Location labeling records
☆ ☆ ☆ ☆ ☆ ☆ ☆

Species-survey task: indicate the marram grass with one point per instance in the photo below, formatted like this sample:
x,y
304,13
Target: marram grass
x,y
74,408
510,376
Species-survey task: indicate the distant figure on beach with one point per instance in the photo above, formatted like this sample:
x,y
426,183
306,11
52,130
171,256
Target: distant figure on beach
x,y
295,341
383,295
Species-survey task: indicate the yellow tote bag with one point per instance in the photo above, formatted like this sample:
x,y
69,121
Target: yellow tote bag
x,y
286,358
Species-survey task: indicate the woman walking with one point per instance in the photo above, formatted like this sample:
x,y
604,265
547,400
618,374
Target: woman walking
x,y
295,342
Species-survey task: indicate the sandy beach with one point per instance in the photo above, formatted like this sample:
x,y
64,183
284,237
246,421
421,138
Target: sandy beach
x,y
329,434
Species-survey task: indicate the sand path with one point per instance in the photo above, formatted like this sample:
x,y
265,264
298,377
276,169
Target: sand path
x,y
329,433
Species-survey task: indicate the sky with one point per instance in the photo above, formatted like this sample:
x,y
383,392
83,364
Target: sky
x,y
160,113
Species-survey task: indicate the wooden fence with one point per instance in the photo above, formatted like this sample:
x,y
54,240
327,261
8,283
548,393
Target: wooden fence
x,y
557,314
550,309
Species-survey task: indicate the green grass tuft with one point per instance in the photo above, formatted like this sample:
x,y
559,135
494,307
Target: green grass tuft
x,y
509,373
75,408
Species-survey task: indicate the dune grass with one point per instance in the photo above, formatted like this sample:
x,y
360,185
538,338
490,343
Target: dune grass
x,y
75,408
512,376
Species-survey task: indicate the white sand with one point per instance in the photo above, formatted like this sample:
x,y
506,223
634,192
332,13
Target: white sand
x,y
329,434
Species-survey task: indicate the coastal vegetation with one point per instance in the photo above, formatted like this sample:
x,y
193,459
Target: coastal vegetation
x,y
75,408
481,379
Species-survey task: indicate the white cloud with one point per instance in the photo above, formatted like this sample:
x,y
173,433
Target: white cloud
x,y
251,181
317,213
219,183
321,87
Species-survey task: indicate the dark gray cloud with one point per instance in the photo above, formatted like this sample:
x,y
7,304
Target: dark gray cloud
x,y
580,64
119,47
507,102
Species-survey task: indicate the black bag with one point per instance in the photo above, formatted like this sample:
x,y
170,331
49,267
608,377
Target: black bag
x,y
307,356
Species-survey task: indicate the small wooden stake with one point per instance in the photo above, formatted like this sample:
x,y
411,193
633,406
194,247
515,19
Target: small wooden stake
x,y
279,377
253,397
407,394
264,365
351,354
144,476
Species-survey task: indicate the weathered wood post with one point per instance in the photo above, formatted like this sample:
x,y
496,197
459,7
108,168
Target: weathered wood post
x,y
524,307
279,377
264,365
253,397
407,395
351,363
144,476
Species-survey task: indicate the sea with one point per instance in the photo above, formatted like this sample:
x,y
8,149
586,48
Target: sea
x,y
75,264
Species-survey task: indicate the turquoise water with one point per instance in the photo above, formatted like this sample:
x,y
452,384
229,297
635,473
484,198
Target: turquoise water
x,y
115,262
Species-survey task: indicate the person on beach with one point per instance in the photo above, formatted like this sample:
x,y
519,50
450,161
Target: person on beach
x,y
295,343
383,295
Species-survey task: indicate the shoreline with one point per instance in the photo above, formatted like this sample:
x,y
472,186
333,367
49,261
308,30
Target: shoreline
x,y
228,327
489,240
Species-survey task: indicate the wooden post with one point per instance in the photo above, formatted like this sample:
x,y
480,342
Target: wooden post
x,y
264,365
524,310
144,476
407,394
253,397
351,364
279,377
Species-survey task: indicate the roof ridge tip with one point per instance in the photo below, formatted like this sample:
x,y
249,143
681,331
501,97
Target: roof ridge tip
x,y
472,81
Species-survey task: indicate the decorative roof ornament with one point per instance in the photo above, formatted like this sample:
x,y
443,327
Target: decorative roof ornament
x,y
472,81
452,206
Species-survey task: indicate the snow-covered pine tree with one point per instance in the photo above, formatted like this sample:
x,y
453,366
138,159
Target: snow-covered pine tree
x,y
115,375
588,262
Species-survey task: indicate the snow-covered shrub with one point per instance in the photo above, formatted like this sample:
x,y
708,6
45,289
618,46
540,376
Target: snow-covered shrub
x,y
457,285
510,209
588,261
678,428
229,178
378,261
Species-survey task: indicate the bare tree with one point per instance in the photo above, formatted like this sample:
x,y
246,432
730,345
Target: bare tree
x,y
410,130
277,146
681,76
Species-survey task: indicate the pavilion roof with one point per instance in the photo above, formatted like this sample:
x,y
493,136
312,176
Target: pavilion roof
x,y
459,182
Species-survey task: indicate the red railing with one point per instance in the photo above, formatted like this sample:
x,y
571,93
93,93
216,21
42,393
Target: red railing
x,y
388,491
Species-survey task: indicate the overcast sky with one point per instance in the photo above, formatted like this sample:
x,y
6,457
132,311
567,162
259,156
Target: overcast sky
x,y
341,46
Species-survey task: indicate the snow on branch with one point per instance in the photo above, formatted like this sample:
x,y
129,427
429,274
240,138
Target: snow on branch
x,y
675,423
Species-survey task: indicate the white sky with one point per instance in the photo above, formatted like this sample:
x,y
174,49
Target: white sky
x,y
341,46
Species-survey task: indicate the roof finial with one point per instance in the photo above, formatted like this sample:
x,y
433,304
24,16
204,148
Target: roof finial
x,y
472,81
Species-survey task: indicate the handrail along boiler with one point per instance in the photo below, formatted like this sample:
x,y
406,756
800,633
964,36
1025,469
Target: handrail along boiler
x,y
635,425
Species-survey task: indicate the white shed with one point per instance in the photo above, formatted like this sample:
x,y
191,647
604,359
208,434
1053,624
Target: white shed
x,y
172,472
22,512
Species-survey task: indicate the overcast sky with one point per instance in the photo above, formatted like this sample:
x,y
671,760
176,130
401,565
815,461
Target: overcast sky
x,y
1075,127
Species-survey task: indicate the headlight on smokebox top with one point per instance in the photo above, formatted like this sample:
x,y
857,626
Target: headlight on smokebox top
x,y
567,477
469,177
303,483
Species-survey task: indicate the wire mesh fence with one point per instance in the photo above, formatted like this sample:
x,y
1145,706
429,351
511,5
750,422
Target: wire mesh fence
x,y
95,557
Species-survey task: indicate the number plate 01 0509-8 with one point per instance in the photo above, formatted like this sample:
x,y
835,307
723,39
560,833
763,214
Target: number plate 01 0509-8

☆ ☆ ☆ ☆ ☆ ☆ ☆

Directions for this task: Working from the material above, retype it in its entirety without change.

Final result:
Species-survey task: indicate the marram grass with one point per instance in the photo below, formatted like this sample:
x,y
304,13
Target: marram grass
x,y
74,408
510,376
Species-survey task: indicate the distant figure on beach with one point per instance in the photo above, formatted like this sample:
x,y
426,183
306,11
52,130
171,256
Target: distant figure on beach
x,y
295,341
383,295
Species-survey task: indicate the yellow tote bag with one point per instance in the photo above, formatted like this sample:
x,y
69,121
Target: yellow tote bag
x,y
286,358
Species-survey task: indicate the woman walking with one point per instance in the photo above, formatted like this sample:
x,y
604,265
547,400
618,374
Target: woman walking
x,y
295,342
Species-survey task: indicate the sandy beach with one point per instance in the photo above, formatted like this sample:
x,y
64,183
284,237
246,421
421,138
Target: sandy beach
x,y
329,434
Species-survey task: indicate the sand path with one point per instance in the photo above, formatted like this sample:
x,y
265,264
298,377
276,169
Target: sand path
x,y
329,433
Species-survey task: indicate the sky with one point per instance in the photo above, formatted like this sample:
x,y
383,392
83,364
Target: sky
x,y
160,113
Species-survey task: indicate the wooden fence with one point per instance in the photo above, formatted like this sample:
x,y
54,240
327,261
8,283
548,393
Target: wooden fence
x,y
557,314
550,309
Species-survey task: indicate the green grass tuft with one point per instance in the photo above, formatted like this sample:
x,y
559,135
494,307
Target: green grass tuft
x,y
509,373
75,408
Species-survey task: indicate the dune grass with one point per instance in the photo above, formatted like this sample:
x,y
360,185
538,338
490,343
Target: dune grass
x,y
75,408
512,376
Species-survey task: indicate the white sand with one point per instance in the photo above, formatted like this sample:
x,y
506,223
634,192
332,13
Target: white sand
x,y
329,434
Species-survey task: indicate the coastal vegetation with one point per instance in the photo above, formatted like this sample:
x,y
193,459
Target: coastal vegetation
x,y
75,408
481,379
Species-survey task: indicate the white cloud with one point per instance in the photo above, formatted like this sample:
x,y
173,433
Target: white cloud
x,y
251,181
317,213
219,183
321,87
Species-survey task: indicate the dark gray cloud with one point per instance in the photo above, formatted like this sample:
x,y
7,304
Target: dark gray cloud
x,y
580,64
119,47
507,102
Species-survey task: indicate the black bag with one point per instance in the photo above, formatted like this sample:
x,y
170,331
49,267
608,377
Target: black bag
x,y
307,356
Species-survey task: indicate the small wooden stake with one point per instance in the photo above, formatted like this sample:
x,y
411,193
633,406
194,247
515,19
Target: small wooden stake
x,y
279,377
253,397
407,394
264,365
351,354
144,476
Species-survey task: indicate the weathered wood post with one point per instance in the photo above, formatted like this sample:
x,y
496,197
459,7
108,168
Target: weathered wood post
x,y
524,307
279,377
264,365
253,397
407,395
351,363
144,476
Species-survey task: indicate the sea with one point per instance in the photo above, formatted like this sample:
x,y
8,149
586,48
Target: sea
x,y
75,264
Species-survey task: indicate the turquoise water with one point per instance in the photo above, formatted like this sample:
x,y
452,384
229,297
635,473
484,198
Target: turquoise water
x,y
115,262
Species-survey task: indicate the person on beach with one point per instance in the photo above, formatted like this sample:
x,y
519,50
450,161
Target: person on beach
x,y
295,343
383,295
Species-survey task: indicate the shoreline with one point per instance in the photo above, formatted like this sample:
x,y
472,186
333,367
49,261
308,30
Target: shoreline
x,y
228,327
489,240
Species-survey task: indicate the wooden post with one point per instance in the photo above, formatted like this sample:
x,y
480,342
Target: wooden post
x,y
264,365
524,310
144,476
407,394
253,397
351,364
279,377
Species-survey task: indicate the roof ridge tip with one point per instance in the photo below, formatted like this sample:
x,y
249,143
681,331
501,97
Target: roof ridge tip
x,y
472,81
Species-survey task: indicate the decorative roof ornament with one point per instance in the photo above, formatted like this sample:
x,y
443,327
Target: decorative roof ornament
x,y
472,81
452,206
Species-survey task: indicate the snow-covered pine tree with one point per instance in the photo above, formatted like this sample:
x,y
453,366
138,159
Target: snow-covered pine tree
x,y
115,375
588,262
Species-survey task: indicate the snow-covered shrub with one point per instance in the photo above, formatted like this sample:
x,y
708,6
45,289
618,46
540,376
Target: snow-covered shrub
x,y
457,285
510,209
588,261
678,428
229,178
378,261
Species-survey task: indicate the bare tree with one point per instance in the photo above, formatted like this sample:
x,y
246,432
730,345
Target: bare tree
x,y
410,130
277,146
681,76
Species-survey task: indicate the pavilion roof with one point per instance in the photo above, formatted like this sample:
x,y
493,136
312,176
Target: pavilion roof
x,y
459,182
Species-survey task: indicate the red railing with one point per instance in the photo above, formatted like this sample:
x,y
571,93
93,93
216,21
42,393
Target: red railing
x,y
388,491
Species-survey task: indicate the overcast sky with one point per instance in the photo above, formatted like this sample:
x,y
6,457
132,311
567,162
259,156
Target: overcast sky
x,y
341,46
Species-survey task: indicate the snow on branch with one point per instance in the photo above, formatted like this sample:
x,y
129,427
429,274
240,138
Target: snow on branch
x,y
675,423
Species-survey task: indicate the white sky with one point per instance in the photo above, formatted like this sample:
x,y
174,49
Target: white sky
x,y
341,46
Species-survey task: indicate the roof finial with one point per instance in the photo above, formatted like this sample:
x,y
433,304
24,16
204,148
Target: roof finial
x,y
472,81
Species-survey task: indicate the handrail along boiler with one point per instance in the photo below, formatted like this sample:
x,y
406,756
800,633
964,36
1025,469
Target: handrail along boiler
x,y
635,425
Species-survey task: indicate the white shed with one point per instance in the photo above, formatted like this sample:
x,y
191,647
604,359
208,434
1053,624
Target: white shed
x,y
172,472
22,512
Species-survey task: indicate the overcast sky with one point per instance in the photo above, formatted like this sample:
x,y
671,760
176,130
401,565
815,461
Target: overcast sky
x,y
1075,127
Species-survey task: indicate the headlight on smokebox top with one point per instance in the photo above, formatted like this sample:
x,y
857,626
Target: headlight on smokebox top
x,y
567,477
469,177
303,483
Species-survey task: indicate the wire mesh fence with one point per instance in the photo above, formatted like this sample:
x,y
1145,706
429,351
511,5
750,422
Target: wire mesh fence
x,y
95,557
Species-survey task: indicate the number plate 01 0509-8 with one point per instance in the photo above, formatted like this sample:
x,y
835,307
723,39
560,833
763,214
Target: number plate 01 0509-8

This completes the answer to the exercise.